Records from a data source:
——————

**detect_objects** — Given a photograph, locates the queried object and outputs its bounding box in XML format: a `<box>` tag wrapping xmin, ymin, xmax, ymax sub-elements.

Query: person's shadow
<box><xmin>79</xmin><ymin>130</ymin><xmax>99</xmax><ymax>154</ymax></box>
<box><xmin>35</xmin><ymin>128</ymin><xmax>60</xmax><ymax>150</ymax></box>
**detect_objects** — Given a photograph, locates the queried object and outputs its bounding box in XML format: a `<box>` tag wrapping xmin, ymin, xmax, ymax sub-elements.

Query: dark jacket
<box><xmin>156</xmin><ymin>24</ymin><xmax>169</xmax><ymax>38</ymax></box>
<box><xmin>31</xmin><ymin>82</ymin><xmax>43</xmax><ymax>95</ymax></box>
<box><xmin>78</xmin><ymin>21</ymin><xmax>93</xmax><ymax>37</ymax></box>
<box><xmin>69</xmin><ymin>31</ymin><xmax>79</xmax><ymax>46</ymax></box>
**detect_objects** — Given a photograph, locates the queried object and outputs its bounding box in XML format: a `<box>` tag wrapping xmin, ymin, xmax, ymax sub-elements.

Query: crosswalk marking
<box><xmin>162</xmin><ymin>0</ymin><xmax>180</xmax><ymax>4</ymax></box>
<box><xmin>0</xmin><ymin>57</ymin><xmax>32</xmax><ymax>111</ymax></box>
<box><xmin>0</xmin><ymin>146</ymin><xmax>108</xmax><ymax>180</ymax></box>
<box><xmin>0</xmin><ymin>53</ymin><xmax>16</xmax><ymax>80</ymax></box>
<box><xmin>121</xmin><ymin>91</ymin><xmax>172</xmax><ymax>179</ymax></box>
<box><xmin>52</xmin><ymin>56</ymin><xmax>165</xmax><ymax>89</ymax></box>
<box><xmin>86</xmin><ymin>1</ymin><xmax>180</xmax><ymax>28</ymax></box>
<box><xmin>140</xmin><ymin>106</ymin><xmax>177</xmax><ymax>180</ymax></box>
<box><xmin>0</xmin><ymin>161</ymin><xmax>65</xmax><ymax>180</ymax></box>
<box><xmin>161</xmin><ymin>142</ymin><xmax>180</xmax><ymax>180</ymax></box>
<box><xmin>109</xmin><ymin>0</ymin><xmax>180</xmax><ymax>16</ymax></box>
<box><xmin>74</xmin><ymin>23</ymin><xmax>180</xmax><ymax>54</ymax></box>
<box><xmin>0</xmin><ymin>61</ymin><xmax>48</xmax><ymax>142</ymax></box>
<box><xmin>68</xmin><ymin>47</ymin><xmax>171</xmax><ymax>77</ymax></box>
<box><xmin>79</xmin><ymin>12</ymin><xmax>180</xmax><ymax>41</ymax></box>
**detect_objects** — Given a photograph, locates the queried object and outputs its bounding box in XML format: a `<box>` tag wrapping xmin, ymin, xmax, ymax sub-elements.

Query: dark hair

——————

Output every line above without altering anything.

**detect_objects** — Given a photograph, locates the queried object and outputs its bounding box in XML format: a `<box>` tag wrapping xmin, ymin, xmax, ymax sub-elements.

Query: person's shadow
<box><xmin>79</xmin><ymin>130</ymin><xmax>99</xmax><ymax>154</ymax></box>
<box><xmin>35</xmin><ymin>128</ymin><xmax>60</xmax><ymax>150</ymax></box>
**detect_objects** — Given a photograph, locates the queried object and outputs its bounding box in XML format: a `<box>` tag wrapping xmin, ymin, xmax, ymax sub-elements.

Query: dark jacket
<box><xmin>156</xmin><ymin>24</ymin><xmax>169</xmax><ymax>38</ymax></box>
<box><xmin>31</xmin><ymin>82</ymin><xmax>43</xmax><ymax>95</ymax></box>
<box><xmin>78</xmin><ymin>21</ymin><xmax>93</xmax><ymax>37</ymax></box>
<box><xmin>69</xmin><ymin>31</ymin><xmax>79</xmax><ymax>46</ymax></box>
**detect_objects** — Given a photograph, locates the queried object and outputs its bounding box in XML format: a `<box>` tag wrapping xmin, ymin, xmax, ymax sub-elements.

Query: crosswalk marking
<box><xmin>162</xmin><ymin>0</ymin><xmax>180</xmax><ymax>4</ymax></box>
<box><xmin>0</xmin><ymin>57</ymin><xmax>32</xmax><ymax>111</ymax></box>
<box><xmin>0</xmin><ymin>146</ymin><xmax>108</xmax><ymax>180</ymax></box>
<box><xmin>0</xmin><ymin>53</ymin><xmax>16</xmax><ymax>80</ymax></box>
<box><xmin>121</xmin><ymin>91</ymin><xmax>172</xmax><ymax>179</ymax></box>
<box><xmin>52</xmin><ymin>56</ymin><xmax>165</xmax><ymax>89</ymax></box>
<box><xmin>86</xmin><ymin>1</ymin><xmax>180</xmax><ymax>28</ymax></box>
<box><xmin>140</xmin><ymin>106</ymin><xmax>177</xmax><ymax>180</ymax></box>
<box><xmin>0</xmin><ymin>161</ymin><xmax>65</xmax><ymax>180</ymax></box>
<box><xmin>161</xmin><ymin>142</ymin><xmax>180</xmax><ymax>180</ymax></box>
<box><xmin>109</xmin><ymin>0</ymin><xmax>180</xmax><ymax>16</ymax></box>
<box><xmin>74</xmin><ymin>23</ymin><xmax>180</xmax><ymax>54</ymax></box>
<box><xmin>0</xmin><ymin>61</ymin><xmax>48</xmax><ymax>142</ymax></box>
<box><xmin>68</xmin><ymin>47</ymin><xmax>171</xmax><ymax>77</ymax></box>
<box><xmin>79</xmin><ymin>12</ymin><xmax>180</xmax><ymax>41</ymax></box>
**detect_objects** — Given a photograph, locates the queried object and outputs its bounding box in XML format: a `<box>` tag wrapping xmin, ymin, xmax, ymax sub-elements.

Query: dark hair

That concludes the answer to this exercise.